The exercise> Return all the entries exactly, keeping pictures out.

Data for this exercise>
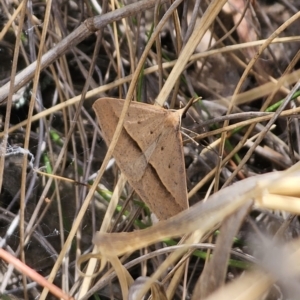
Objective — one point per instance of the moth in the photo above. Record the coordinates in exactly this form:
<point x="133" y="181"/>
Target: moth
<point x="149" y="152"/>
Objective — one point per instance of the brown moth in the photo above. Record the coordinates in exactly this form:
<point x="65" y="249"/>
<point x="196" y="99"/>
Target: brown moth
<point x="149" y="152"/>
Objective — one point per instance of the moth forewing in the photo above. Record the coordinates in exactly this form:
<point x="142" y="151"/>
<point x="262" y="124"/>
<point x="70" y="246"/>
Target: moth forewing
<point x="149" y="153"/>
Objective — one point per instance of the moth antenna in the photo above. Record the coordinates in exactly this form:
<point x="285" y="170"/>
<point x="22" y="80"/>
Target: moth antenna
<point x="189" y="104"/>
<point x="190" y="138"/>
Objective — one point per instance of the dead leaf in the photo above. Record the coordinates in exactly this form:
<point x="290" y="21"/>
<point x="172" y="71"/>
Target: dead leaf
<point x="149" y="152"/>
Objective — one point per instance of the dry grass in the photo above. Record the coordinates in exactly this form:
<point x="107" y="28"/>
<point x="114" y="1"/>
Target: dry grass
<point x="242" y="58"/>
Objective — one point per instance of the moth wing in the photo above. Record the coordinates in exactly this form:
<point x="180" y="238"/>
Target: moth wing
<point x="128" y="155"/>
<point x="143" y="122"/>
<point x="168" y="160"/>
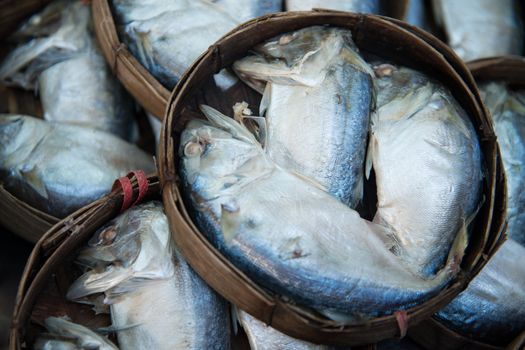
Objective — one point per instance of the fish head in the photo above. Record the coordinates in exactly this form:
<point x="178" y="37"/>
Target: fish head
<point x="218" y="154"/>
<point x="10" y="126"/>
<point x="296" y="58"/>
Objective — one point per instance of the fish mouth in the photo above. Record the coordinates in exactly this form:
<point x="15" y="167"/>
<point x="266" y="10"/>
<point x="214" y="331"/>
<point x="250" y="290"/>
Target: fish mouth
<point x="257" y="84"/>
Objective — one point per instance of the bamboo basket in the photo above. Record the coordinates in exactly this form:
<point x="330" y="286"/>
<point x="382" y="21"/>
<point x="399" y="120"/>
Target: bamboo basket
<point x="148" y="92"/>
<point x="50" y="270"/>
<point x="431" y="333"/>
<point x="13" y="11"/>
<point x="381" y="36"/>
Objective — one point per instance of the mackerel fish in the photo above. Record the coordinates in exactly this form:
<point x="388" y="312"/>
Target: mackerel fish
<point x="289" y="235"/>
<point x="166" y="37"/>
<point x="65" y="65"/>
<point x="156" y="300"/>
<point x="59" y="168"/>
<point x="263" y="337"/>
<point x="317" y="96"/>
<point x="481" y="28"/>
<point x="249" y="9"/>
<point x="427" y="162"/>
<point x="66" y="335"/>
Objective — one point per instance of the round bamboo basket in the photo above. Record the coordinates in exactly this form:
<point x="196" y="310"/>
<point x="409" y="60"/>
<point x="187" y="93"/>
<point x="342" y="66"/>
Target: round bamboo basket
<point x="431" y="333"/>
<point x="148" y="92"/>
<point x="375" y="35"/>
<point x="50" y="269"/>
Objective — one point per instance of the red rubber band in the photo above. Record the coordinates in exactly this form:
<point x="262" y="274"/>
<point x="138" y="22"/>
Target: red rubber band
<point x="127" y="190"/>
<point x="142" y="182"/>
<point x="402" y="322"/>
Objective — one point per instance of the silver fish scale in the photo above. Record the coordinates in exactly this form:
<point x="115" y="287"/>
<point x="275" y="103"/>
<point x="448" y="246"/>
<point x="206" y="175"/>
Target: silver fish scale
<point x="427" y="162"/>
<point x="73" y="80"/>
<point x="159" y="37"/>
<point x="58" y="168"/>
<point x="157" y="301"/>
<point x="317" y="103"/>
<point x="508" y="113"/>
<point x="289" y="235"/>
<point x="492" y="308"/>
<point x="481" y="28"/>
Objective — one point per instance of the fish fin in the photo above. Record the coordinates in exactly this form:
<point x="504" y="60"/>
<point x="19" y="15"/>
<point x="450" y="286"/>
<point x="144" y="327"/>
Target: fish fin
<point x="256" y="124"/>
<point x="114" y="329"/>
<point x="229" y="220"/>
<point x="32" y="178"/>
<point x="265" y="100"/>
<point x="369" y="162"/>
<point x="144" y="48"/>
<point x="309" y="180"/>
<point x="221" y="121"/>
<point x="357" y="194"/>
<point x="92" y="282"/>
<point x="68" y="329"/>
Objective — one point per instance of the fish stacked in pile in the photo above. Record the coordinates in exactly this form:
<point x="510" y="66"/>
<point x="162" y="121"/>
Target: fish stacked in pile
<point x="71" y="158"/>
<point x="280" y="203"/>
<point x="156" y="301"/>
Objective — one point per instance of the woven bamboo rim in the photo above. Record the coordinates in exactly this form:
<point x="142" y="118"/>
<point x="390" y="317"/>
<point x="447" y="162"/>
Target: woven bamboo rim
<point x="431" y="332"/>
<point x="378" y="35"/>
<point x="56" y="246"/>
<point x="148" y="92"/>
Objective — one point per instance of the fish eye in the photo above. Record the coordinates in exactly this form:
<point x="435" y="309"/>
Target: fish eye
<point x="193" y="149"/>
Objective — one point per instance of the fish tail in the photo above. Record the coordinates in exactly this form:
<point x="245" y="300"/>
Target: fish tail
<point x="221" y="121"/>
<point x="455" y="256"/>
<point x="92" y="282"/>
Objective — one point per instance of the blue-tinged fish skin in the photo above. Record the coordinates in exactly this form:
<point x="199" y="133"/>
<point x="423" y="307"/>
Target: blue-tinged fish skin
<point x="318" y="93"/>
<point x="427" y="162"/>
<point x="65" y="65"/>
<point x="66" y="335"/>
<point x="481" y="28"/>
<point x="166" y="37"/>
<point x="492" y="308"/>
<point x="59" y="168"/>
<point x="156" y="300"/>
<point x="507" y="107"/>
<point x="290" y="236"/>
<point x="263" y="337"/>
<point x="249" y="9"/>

Solution>
Objective — one point per instance of the moth in the photo above. Record the coordinates in exactly this form:
<point x="133" y="181"/>
Target: moth
<point x="149" y="152"/>
Objective — one point per instance of the brown moth in the photo above. Record the coordinates in exactly this form:
<point x="65" y="249"/>
<point x="196" y="99"/>
Target: brown moth
<point x="149" y="152"/>
Objective — one point per instance of the moth forewing in the photo above. Record the coordinates in exactly this form:
<point x="142" y="151"/>
<point x="262" y="124"/>
<point x="70" y="246"/>
Target: moth forewing
<point x="149" y="153"/>
Objective — one point per instance of the moth antenna in the photo above. Record the coordinates in exactly this form:
<point x="285" y="170"/>
<point x="22" y="80"/>
Target: moth antenna
<point x="189" y="104"/>
<point x="190" y="138"/>
Objective — one point per instance of the dead leaf in the photo above. Record the coordinates in exactly this form:
<point x="290" y="21"/>
<point x="172" y="71"/>
Target: dead leaf
<point x="149" y="152"/>
Objective — one point per instance of the dry grass in the photo above. Record the coordinates in exactly this form:
<point x="107" y="28"/>
<point x="114" y="1"/>
Target: dry grass
<point x="242" y="58"/>
Objective — one point per instance of the moth wing in the photo above. Record the coordinates in exactly this form:
<point x="180" y="238"/>
Target: moth wing
<point x="128" y="155"/>
<point x="143" y="122"/>
<point x="168" y="160"/>
Objective — one point per instance of the fish head in the photo above. Record the coordinates in exactly this form:
<point x="178" y="37"/>
Target: fish head
<point x="218" y="154"/>
<point x="10" y="126"/>
<point x="296" y="58"/>
Objective — one point per instance of the fish mouth in the photo above. Record the coordinates in exactly this form:
<point x="15" y="167"/>
<point x="266" y="10"/>
<point x="214" y="331"/>
<point x="250" y="290"/>
Target: fish mouth
<point x="257" y="84"/>
Objective — one point per instance of the bamboo basket in the photo above. Record the coordinates in exactly this form:
<point x="330" y="286"/>
<point x="382" y="21"/>
<point x="399" y="120"/>
Target: bamboo basket
<point x="148" y="92"/>
<point x="50" y="270"/>
<point x="431" y="333"/>
<point x="13" y="11"/>
<point x="381" y="36"/>
Objective — one point per instance of the mackerel fish in the photo above. Record the coordinates in exactly this form:
<point x="388" y="312"/>
Target: mackerel fish
<point x="289" y="235"/>
<point x="166" y="37"/>
<point x="65" y="65"/>
<point x="156" y="300"/>
<point x="59" y="168"/>
<point x="263" y="337"/>
<point x="317" y="96"/>
<point x="481" y="28"/>
<point x="249" y="9"/>
<point x="427" y="162"/>
<point x="66" y="335"/>
Objective — one point per instance of the round bamboo basket in the photo above. Record the coordinates in exactly this form:
<point x="196" y="310"/>
<point x="409" y="60"/>
<point x="187" y="93"/>
<point x="342" y="66"/>
Target: round bamboo basket
<point x="431" y="333"/>
<point x="148" y="92"/>
<point x="375" y="35"/>
<point x="50" y="269"/>
Objective — one point per instance of the red rubber band in the photo above. Record the coordinates in exactly this form:
<point x="262" y="274"/>
<point x="138" y="22"/>
Target: red rubber band
<point x="127" y="190"/>
<point x="142" y="182"/>
<point x="402" y="322"/>
Objective — one point per instance of the silver fish scale in the photo above. Record the coordinates in exactly this form:
<point x="115" y="287"/>
<point x="275" y="103"/>
<point x="448" y="246"/>
<point x="206" y="175"/>
Target: silver fish scale
<point x="427" y="162"/>
<point x="73" y="80"/>
<point x="159" y="37"/>
<point x="58" y="168"/>
<point x="157" y="301"/>
<point x="317" y="103"/>
<point x="508" y="113"/>
<point x="289" y="235"/>
<point x="492" y="308"/>
<point x="481" y="28"/>
Objective — one point per instance of the fish fin in the photo above. Record the coordinates in exactly this form:
<point x="504" y="60"/>
<point x="19" y="15"/>
<point x="450" y="286"/>
<point x="144" y="327"/>
Target: fish fin
<point x="256" y="124"/>
<point x="114" y="329"/>
<point x="229" y="220"/>
<point x="32" y="178"/>
<point x="265" y="100"/>
<point x="369" y="162"/>
<point x="144" y="48"/>
<point x="309" y="180"/>
<point x="221" y="121"/>
<point x="357" y="194"/>
<point x="92" y="282"/>
<point x="68" y="329"/>
Objective — one point per instance of the fish stacked in pile in the photo above. Record the coordinates in exactly this form:
<point x="510" y="66"/>
<point x="162" y="121"/>
Target: fish stacked in pile
<point x="71" y="158"/>
<point x="280" y="203"/>
<point x="156" y="301"/>
Objective — one point per instance of the woven bamboo rim in the photo above. Record the coordinates in exactly this form:
<point x="142" y="118"/>
<point x="390" y="317"/>
<point x="447" y="162"/>
Target: woven bamboo rim
<point x="431" y="332"/>
<point x="378" y="35"/>
<point x="56" y="246"/>
<point x="148" y="92"/>
Objective — one point per instance of the fish eye in the photo above. Record the coordinates in exactly this form:
<point x="435" y="309"/>
Target: fish eye
<point x="193" y="149"/>
Objective — one point per instance of the fish tail in the photo above. Record the coordinates in exactly this form:
<point x="245" y="300"/>
Target: fish tail
<point x="221" y="121"/>
<point x="455" y="256"/>
<point x="92" y="282"/>
Objective — one point per instance of the blue-tinged fish skin in the photo above. Record the coordinates in exactly this form:
<point x="199" y="133"/>
<point x="423" y="307"/>
Target: blue-tinged fish skin
<point x="318" y="93"/>
<point x="427" y="162"/>
<point x="65" y="65"/>
<point x="66" y="335"/>
<point x="481" y="28"/>
<point x="166" y="37"/>
<point x="492" y="308"/>
<point x="59" y="168"/>
<point x="156" y="300"/>
<point x="507" y="107"/>
<point x="290" y="236"/>
<point x="263" y="337"/>
<point x="249" y="9"/>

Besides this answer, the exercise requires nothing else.